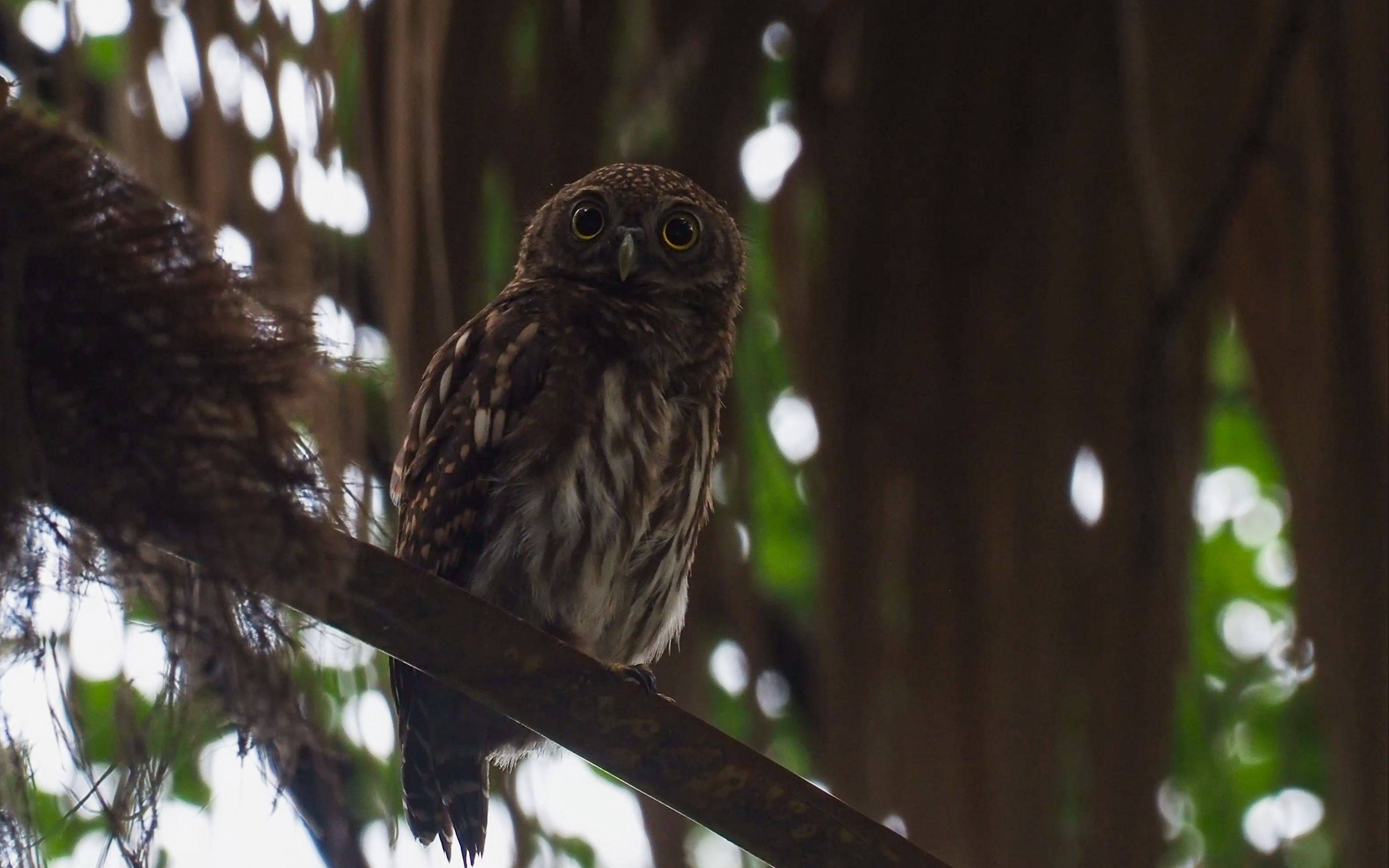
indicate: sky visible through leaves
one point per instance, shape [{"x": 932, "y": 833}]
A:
[{"x": 1248, "y": 773}]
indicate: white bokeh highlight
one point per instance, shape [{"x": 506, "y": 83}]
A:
[
  {"x": 267, "y": 182},
  {"x": 1275, "y": 820},
  {"x": 728, "y": 667},
  {"x": 367, "y": 723},
  {"x": 767, "y": 156},
  {"x": 773, "y": 693},
  {"x": 235, "y": 248},
  {"x": 1246, "y": 628},
  {"x": 1224, "y": 495},
  {"x": 567, "y": 798},
  {"x": 45, "y": 24},
  {"x": 103, "y": 17},
  {"x": 795, "y": 430},
  {"x": 1088, "y": 487}
]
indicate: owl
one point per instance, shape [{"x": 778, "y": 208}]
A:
[{"x": 559, "y": 454}]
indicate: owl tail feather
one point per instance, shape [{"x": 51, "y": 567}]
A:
[
  {"x": 447, "y": 798},
  {"x": 466, "y": 799}
]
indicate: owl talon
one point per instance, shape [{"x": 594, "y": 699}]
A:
[{"x": 639, "y": 674}]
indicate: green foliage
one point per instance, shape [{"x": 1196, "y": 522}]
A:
[
  {"x": 1246, "y": 728},
  {"x": 499, "y": 231},
  {"x": 778, "y": 520},
  {"x": 105, "y": 57}
]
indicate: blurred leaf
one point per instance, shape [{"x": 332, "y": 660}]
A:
[
  {"x": 499, "y": 231},
  {"x": 1234, "y": 745},
  {"x": 780, "y": 524},
  {"x": 525, "y": 49},
  {"x": 105, "y": 57},
  {"x": 95, "y": 718},
  {"x": 60, "y": 834},
  {"x": 575, "y": 848}
]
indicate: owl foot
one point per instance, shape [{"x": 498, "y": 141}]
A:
[{"x": 642, "y": 676}]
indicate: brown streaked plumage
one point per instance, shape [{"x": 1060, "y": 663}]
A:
[{"x": 559, "y": 454}]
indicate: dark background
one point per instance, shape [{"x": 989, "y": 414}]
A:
[{"x": 1020, "y": 242}]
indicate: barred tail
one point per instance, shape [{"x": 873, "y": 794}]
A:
[
  {"x": 447, "y": 792},
  {"x": 464, "y": 784},
  {"x": 445, "y": 748}
]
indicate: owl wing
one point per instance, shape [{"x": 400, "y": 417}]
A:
[{"x": 475, "y": 391}]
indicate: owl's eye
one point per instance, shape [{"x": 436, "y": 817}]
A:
[
  {"x": 681, "y": 231},
  {"x": 586, "y": 221}
]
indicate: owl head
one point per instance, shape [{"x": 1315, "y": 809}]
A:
[{"x": 635, "y": 228}]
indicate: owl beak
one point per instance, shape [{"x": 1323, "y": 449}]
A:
[{"x": 627, "y": 256}]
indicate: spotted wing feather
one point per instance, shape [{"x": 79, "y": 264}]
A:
[{"x": 475, "y": 392}]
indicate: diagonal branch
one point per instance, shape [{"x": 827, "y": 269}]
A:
[{"x": 648, "y": 742}]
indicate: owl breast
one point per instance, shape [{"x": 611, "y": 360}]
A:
[{"x": 595, "y": 539}]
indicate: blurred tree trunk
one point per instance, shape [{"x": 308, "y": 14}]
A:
[
  {"x": 1021, "y": 209},
  {"x": 1307, "y": 264}
]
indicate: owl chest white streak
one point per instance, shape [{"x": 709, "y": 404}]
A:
[{"x": 571, "y": 528}]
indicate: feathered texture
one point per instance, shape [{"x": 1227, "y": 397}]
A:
[
  {"x": 143, "y": 392},
  {"x": 559, "y": 454}
]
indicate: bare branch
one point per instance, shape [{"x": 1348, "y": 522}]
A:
[{"x": 571, "y": 699}]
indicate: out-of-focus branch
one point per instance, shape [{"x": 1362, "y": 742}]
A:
[{"x": 559, "y": 692}]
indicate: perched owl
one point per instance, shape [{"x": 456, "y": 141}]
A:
[{"x": 559, "y": 456}]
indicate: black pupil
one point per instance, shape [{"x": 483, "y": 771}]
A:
[
  {"x": 588, "y": 221},
  {"x": 680, "y": 233}
]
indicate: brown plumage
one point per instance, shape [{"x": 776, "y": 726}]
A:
[{"x": 559, "y": 454}]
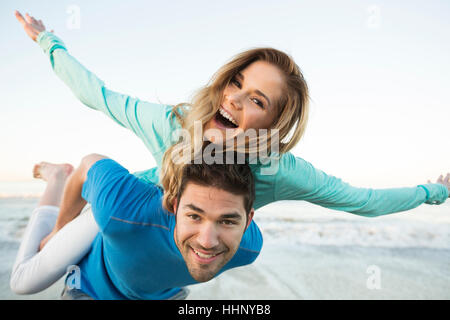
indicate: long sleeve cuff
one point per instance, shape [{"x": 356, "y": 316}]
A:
[
  {"x": 49, "y": 42},
  {"x": 436, "y": 193}
]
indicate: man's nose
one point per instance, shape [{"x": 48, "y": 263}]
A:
[{"x": 208, "y": 236}]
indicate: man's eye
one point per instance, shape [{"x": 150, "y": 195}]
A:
[
  {"x": 235, "y": 82},
  {"x": 228, "y": 222},
  {"x": 194, "y": 217}
]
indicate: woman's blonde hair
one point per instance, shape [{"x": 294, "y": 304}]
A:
[{"x": 291, "y": 110}]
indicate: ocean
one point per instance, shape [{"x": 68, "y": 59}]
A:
[{"x": 285, "y": 224}]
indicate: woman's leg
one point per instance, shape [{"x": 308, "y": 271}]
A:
[
  {"x": 56, "y": 176},
  {"x": 34, "y": 271}
]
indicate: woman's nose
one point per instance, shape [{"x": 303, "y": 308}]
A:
[{"x": 235, "y": 101}]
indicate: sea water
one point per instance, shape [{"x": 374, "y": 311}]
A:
[{"x": 286, "y": 223}]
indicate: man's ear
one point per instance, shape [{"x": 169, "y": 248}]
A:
[
  {"x": 175, "y": 205},
  {"x": 250, "y": 217}
]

* * * * * * * * *

● Activity
In the records above, the line with "indicate: blurred tree trunk" marks the start and the line with "indicate: perched owl" marks the end; copy that stretch exactly, both lines included, and nothing else.

● Your solution
indicate: blurred tree trunk
one point per instance, shape [{"x": 308, "y": 14}]
A:
[
  {"x": 1021, "y": 209},
  {"x": 1307, "y": 264}
]
indicate: owl chest white streak
one point per instance, shape [{"x": 709, "y": 404}]
A:
[{"x": 571, "y": 528}]
indicate: feathered texture
one point per instance, shape [{"x": 1227, "y": 397}]
A:
[
  {"x": 143, "y": 392},
  {"x": 559, "y": 454}
]
indicate: bare branch
one point per instance, shape [{"x": 1348, "y": 522}]
A:
[{"x": 571, "y": 699}]
indicate: out-of-focus branch
one point per instance, shape [{"x": 1362, "y": 742}]
A:
[{"x": 559, "y": 692}]
indicate: perched owl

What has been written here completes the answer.